It is I, the Jillian Michaels of Kenyon College, here to help my fellow remote students become the healthiest versions of themselves during our collective hell.
I should say for liability reasons that I am not a certified personal trainer or anything. I’m just a girl with a smokin’ hot bod. Here’s my routine. You’re welcome.
MONDAY –– legs + glutes
- Squat (50 min): Instead of sitting through class in a chair, fire up your booty in a low static squat. Aren’t you always saying how short your Monday-Wednesday-Friday feels compared to seminar?
TUESDAY –– core
- Plank HIIT: Hold your plank…
- Until your prof lets you in from the Zoom waiting room
- When someone freezes (hold until they unfreeze or leave the meeting)
- Every time your prof asks the class a question and gets crickets (hold until someone breaks the awful silence)
- Whenever someone starts talking while muted (keep holding after they unmute; they’ll be flustered and won’t talk for as long as they would have)
WEDNESDAY –– cardio
- Zoom tabata (50 min): Turn your camera off and do jumping jacks for 20 seconds, then turn your cam on and rest for 10 seconds. Repeat 8 times, or for 4 minutes, then turn your cam on for an extended 60 seconds rest. The goal is to control your breathing enough during those 10 seconds while on camera that your professor doesn’t get suspicious. If someone lives below you and doesn’t like the jumping, they can’t do anything about it because you’re in class.

▶ [DATA]
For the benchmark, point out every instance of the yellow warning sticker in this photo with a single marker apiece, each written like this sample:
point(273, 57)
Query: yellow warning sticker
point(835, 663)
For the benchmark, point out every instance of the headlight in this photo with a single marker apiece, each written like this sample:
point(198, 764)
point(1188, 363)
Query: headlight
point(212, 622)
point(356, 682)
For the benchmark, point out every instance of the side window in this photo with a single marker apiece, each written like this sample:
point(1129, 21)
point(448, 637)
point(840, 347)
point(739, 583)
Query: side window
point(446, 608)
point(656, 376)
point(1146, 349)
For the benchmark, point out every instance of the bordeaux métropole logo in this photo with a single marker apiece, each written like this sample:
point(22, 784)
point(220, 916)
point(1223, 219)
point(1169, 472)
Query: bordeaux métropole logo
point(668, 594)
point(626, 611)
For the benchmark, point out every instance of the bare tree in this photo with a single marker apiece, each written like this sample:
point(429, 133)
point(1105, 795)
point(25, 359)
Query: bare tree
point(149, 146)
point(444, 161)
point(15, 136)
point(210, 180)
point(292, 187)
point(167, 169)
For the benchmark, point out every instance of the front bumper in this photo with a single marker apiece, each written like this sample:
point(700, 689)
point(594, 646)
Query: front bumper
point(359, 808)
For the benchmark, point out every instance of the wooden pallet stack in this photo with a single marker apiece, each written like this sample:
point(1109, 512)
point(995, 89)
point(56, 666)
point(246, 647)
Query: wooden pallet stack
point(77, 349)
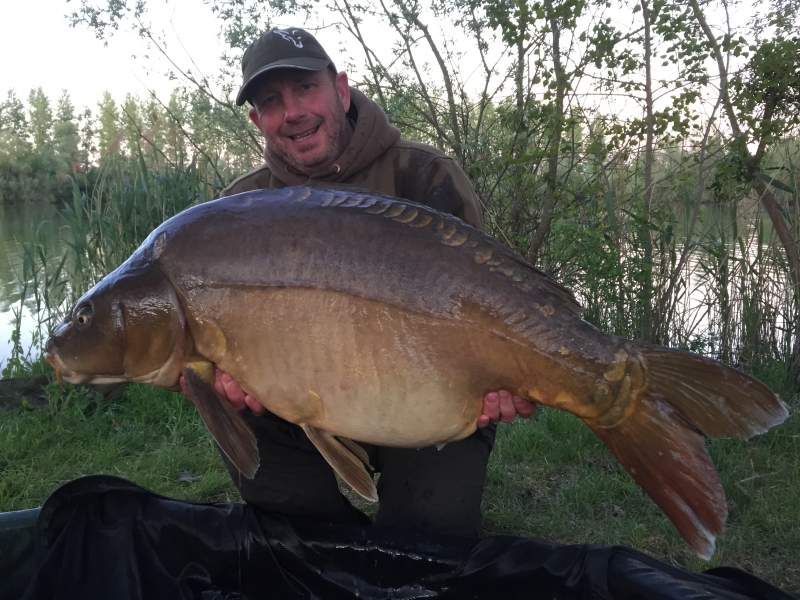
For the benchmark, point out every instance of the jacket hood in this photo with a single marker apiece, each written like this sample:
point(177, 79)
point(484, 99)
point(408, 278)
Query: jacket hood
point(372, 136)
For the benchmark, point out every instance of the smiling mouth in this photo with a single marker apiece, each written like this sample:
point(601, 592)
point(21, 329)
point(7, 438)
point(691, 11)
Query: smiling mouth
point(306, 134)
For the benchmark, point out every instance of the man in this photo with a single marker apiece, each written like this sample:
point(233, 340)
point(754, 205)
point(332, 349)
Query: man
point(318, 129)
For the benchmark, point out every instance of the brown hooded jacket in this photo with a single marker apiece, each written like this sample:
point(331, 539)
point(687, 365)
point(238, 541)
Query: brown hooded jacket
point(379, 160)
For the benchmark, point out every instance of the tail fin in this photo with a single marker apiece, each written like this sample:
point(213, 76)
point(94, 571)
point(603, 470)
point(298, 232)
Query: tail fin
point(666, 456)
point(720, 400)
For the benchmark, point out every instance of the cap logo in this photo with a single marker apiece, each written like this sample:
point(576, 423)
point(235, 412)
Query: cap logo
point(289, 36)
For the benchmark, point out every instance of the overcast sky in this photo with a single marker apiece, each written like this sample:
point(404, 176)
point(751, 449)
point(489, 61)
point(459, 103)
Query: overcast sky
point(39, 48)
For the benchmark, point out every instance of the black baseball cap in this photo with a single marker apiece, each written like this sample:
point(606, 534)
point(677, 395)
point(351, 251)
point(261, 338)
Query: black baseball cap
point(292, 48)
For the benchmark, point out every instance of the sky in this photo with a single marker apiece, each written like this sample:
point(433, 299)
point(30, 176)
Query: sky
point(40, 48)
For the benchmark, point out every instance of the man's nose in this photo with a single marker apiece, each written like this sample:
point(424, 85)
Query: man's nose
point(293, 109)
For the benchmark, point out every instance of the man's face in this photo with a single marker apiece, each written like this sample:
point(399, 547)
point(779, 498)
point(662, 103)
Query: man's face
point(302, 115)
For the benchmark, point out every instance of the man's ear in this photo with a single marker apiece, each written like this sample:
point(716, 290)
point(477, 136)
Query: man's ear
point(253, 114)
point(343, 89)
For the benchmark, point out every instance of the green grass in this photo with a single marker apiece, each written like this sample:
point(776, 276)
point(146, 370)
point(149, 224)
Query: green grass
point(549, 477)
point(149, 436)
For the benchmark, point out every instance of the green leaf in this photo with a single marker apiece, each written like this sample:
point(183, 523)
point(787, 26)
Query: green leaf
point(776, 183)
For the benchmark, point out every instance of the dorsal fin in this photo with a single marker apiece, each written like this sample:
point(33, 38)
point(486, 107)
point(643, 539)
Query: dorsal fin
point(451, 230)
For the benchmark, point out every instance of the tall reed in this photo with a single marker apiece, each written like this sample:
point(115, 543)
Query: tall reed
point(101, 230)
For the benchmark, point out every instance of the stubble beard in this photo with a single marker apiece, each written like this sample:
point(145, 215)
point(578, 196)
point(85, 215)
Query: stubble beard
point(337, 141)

--

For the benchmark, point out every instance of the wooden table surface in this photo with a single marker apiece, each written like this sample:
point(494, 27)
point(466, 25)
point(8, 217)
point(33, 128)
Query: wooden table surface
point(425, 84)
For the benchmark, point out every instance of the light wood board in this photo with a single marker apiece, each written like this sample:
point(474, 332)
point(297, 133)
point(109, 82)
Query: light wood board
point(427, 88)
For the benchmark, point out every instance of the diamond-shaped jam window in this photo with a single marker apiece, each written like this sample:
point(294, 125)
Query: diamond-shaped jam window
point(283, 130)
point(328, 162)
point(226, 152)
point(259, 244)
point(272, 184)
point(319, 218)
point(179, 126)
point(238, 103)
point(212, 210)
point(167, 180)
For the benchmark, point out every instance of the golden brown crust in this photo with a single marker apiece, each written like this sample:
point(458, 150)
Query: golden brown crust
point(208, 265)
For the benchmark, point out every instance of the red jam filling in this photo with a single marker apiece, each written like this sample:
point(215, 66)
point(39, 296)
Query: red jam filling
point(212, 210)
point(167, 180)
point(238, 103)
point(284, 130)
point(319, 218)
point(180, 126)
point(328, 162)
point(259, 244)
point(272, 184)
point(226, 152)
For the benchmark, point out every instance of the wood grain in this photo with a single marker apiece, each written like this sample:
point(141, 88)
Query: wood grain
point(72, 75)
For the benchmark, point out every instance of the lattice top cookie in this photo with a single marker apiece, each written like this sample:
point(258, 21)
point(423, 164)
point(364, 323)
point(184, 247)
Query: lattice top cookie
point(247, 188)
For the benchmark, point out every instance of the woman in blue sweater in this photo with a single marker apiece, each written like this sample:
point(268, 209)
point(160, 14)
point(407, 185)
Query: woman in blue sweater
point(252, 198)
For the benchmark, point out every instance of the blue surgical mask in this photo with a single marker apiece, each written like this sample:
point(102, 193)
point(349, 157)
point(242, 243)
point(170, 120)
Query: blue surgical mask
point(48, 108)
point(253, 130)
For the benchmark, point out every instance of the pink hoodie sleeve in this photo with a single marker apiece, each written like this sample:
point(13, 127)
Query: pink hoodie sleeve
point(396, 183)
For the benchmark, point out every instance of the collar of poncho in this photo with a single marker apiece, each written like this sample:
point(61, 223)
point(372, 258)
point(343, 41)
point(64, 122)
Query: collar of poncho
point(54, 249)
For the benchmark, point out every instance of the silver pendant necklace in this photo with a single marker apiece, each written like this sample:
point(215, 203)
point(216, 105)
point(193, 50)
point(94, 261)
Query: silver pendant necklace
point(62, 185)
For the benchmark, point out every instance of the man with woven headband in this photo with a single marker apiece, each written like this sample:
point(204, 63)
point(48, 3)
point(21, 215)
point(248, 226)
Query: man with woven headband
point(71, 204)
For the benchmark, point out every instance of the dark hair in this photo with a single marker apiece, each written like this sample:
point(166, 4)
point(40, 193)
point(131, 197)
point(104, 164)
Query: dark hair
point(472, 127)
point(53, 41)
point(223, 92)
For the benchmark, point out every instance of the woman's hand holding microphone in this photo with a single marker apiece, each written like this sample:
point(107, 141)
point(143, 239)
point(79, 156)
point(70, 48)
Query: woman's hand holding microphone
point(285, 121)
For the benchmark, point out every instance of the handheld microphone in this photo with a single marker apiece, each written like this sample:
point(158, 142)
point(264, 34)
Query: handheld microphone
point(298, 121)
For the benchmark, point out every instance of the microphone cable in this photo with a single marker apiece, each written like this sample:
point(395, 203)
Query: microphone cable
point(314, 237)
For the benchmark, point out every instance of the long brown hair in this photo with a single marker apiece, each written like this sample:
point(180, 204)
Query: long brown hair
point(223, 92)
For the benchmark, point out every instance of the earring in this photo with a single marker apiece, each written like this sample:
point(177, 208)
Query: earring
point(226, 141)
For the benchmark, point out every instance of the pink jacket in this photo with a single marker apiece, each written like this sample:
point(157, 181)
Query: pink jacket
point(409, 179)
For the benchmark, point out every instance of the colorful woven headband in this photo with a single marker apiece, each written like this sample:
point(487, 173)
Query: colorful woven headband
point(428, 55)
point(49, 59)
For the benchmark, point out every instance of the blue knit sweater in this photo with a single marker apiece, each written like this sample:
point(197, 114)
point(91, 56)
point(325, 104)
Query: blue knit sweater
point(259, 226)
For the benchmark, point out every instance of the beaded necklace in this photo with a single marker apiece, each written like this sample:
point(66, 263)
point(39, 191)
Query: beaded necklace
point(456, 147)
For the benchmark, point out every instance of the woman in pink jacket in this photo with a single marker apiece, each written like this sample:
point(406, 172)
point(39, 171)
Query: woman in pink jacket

* * *

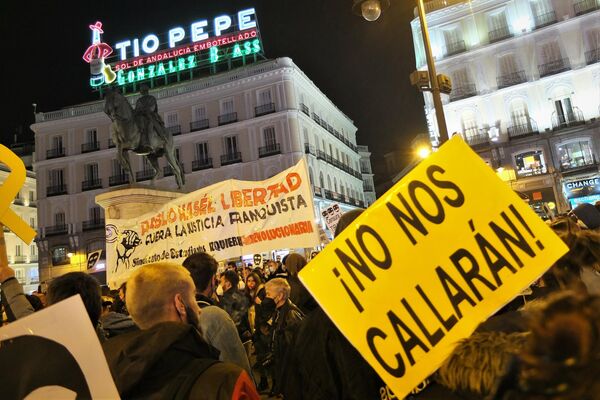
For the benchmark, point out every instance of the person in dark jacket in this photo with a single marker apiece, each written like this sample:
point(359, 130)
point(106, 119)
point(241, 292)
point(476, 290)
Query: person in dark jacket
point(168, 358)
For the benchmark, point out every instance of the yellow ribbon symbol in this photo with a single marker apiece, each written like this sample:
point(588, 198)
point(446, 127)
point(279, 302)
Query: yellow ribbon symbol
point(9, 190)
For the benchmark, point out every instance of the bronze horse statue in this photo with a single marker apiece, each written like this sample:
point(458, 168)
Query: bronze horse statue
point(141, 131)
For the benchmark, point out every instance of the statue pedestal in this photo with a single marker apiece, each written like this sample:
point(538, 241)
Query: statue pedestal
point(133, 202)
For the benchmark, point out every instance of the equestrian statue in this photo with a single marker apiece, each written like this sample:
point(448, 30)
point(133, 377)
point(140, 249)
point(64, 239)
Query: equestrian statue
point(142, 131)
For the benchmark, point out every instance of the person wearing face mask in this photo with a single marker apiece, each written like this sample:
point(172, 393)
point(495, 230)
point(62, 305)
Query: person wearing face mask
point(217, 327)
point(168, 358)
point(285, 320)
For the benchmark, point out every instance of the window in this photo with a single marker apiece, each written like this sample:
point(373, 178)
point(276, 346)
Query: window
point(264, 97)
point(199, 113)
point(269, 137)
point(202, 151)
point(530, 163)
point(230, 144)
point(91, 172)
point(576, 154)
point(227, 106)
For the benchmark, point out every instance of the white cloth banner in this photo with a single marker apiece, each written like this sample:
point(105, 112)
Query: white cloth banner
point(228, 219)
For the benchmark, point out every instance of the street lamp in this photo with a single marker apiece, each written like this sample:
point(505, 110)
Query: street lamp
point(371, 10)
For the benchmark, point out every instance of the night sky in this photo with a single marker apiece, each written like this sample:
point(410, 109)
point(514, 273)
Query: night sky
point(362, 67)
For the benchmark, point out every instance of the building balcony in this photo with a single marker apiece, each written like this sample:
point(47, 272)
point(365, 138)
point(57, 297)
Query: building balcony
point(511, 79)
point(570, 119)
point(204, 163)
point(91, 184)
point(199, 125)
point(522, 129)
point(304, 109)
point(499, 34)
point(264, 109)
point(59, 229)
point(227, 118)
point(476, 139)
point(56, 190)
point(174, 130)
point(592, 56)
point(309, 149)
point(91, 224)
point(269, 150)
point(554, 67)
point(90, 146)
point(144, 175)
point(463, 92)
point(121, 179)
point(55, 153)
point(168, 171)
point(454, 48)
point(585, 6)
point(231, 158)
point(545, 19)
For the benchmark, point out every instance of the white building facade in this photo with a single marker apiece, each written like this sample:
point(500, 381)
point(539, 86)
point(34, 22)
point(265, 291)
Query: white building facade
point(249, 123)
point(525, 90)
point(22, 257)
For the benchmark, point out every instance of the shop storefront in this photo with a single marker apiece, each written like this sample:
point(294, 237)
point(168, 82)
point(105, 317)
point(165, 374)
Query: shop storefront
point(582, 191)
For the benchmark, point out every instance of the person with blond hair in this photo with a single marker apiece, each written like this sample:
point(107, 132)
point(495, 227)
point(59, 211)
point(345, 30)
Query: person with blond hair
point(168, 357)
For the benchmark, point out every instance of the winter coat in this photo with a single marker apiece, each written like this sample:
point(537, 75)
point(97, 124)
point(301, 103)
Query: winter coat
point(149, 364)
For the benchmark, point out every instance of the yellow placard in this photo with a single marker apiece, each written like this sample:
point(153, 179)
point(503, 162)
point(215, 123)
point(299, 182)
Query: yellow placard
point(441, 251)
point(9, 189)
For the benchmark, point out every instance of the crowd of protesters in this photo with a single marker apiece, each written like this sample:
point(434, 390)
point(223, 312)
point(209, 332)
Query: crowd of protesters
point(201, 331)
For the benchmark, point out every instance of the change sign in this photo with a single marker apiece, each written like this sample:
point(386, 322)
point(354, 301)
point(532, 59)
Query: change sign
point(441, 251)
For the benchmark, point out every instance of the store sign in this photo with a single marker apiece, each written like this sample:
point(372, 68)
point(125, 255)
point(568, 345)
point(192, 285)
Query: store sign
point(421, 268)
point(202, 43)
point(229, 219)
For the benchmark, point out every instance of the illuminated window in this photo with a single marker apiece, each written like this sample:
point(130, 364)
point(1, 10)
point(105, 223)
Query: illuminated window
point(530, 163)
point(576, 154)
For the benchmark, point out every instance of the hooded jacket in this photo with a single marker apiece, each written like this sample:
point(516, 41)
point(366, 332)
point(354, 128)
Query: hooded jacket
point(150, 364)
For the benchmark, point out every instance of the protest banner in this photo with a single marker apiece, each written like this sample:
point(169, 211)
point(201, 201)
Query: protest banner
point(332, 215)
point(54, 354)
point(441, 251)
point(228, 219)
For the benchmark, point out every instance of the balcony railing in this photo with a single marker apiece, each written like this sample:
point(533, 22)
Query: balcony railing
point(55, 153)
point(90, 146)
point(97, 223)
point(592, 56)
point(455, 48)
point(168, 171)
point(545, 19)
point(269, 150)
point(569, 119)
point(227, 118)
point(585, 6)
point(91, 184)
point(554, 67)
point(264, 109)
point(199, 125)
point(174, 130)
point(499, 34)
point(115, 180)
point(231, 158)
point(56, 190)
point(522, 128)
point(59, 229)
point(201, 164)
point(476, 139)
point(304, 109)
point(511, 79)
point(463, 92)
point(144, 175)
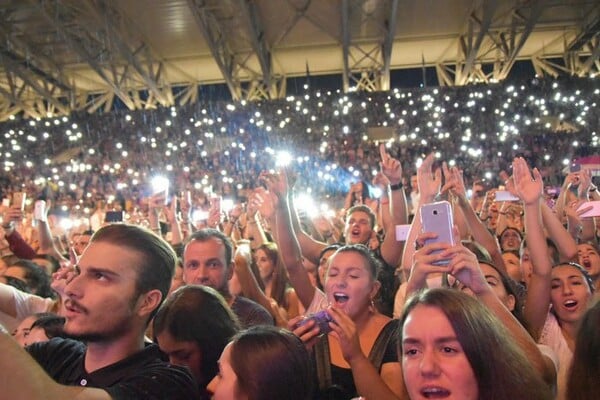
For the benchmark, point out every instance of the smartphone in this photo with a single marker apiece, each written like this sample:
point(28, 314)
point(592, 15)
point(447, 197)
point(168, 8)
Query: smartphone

▶ [PROBLEM TO WORK ON]
Answer these questions about the Zoom workout routine:
1. Which body areas does the Monday session target?
2. On Wednesday, how many seconds of jumping jacks are done with the camera off in each round?
3. When someone freezes, how long should the Tuesday plank be held?

▶ [RESULT FOR THIS TASK]
1. Legs and glutes.
2. 20 seconds.
3. Until they unfreeze or leave the meeting.